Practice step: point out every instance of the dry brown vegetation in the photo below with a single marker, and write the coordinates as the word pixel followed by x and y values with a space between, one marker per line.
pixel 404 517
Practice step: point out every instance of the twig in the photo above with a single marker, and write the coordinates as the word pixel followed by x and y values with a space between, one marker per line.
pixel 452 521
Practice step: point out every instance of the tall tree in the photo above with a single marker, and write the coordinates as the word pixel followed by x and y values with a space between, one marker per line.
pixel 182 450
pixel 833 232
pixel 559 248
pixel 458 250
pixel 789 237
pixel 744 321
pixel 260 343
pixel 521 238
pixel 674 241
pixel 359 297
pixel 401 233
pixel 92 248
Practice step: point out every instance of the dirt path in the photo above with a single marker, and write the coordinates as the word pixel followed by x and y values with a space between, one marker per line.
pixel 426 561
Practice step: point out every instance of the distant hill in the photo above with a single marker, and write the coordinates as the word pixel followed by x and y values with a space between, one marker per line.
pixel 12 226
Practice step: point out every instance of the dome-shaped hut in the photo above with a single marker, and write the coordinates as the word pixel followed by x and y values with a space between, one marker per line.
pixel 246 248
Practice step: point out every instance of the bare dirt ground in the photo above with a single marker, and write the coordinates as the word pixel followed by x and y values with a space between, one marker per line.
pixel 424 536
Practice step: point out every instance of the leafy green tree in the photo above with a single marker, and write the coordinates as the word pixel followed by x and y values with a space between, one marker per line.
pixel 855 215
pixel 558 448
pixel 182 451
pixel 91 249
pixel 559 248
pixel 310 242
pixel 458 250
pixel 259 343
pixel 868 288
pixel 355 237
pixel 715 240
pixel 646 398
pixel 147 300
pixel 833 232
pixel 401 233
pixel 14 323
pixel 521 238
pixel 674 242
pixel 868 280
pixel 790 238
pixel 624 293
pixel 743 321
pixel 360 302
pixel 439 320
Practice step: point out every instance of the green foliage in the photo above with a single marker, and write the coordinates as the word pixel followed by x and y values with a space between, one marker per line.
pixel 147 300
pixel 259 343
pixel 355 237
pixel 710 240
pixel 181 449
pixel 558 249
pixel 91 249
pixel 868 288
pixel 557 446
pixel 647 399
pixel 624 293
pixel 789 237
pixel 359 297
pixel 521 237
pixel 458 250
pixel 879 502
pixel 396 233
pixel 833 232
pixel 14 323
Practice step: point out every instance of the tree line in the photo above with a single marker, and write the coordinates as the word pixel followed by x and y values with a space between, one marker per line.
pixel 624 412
────────────────────
• _Task_:
Your answer should be the material, retyped exactly as written.

• _Solution for this problem_:
Practice step: point out every instance of the dry brown vegetation in the photo below with a single marker, and write the coordinates as the word pixel followed by x and y values with a space between, one marker per line.
pixel 404 517
Practice step: point out every instance of the twig in the photo above with a single marker, and write the coordinates as the word pixel followed by x and y values with a space between, one marker per line.
pixel 452 521
Practice step: point out every instance of the tall tree in the photo above with a single marker, and write the coordinates as the word pixel followed by x and y values with a space between, one marker per line.
pixel 182 450
pixel 833 232
pixel 559 248
pixel 458 250
pixel 789 237
pixel 744 321
pixel 260 343
pixel 521 238
pixel 674 241
pixel 359 297
pixel 401 233
pixel 92 248
Practice step: point out every instance of the dirt path in the photo above with a single marker, and write the coordinates as the word pixel followed by x and y values with a space between, one marker per line.
pixel 426 561
Practice step: point out every instance of the distant hill in the photo above with a single marker, and write the coordinates as the word pixel followed by x and y values with a space between, one marker per line.
pixel 12 226
Practice step: point out every instance of the dome-shaped hut in the photo above with a single marker, and write the coordinates as the word pixel followed by x and y values with a space between, one marker per line.
pixel 246 248
Practice step: point out every instance of the bare dirt ground in the photo above with a single marker, and write the coordinates as the word pixel followed by x and y values with a space between, one marker per line.
pixel 424 536
Practice step: point out every instance of the leafy green tree in the photo above with a single marker, and write the coordinates as the word pixel followed by x and y values with a space between, one marker per line.
pixel 855 215
pixel 558 448
pixel 182 451
pixel 91 249
pixel 559 248
pixel 310 242
pixel 458 250
pixel 259 343
pixel 868 288
pixel 355 237
pixel 715 240
pixel 646 398
pixel 147 300
pixel 833 232
pixel 401 233
pixel 14 323
pixel 521 238
pixel 674 242
pixel 868 280
pixel 790 238
pixel 624 293
pixel 743 321
pixel 360 302
pixel 439 320
Practice step: point out every instance of the green foliage in the photo above with a single marker, and write the coordinates as the word pixel followed by x and y values with a space between, one marker per line.
pixel 147 300
pixel 259 343
pixel 355 237
pixel 710 240
pixel 181 449
pixel 558 249
pixel 91 249
pixel 868 288
pixel 557 446
pixel 647 399
pixel 624 293
pixel 789 237
pixel 359 297
pixel 521 237
pixel 458 250
pixel 879 502
pixel 396 233
pixel 833 232
pixel 14 323
Practice step: point out every instance of the tree line in the photo above with a single marker, and write the coordinates as the word pixel followed by x and y values with a space between, one marker per line.
pixel 624 412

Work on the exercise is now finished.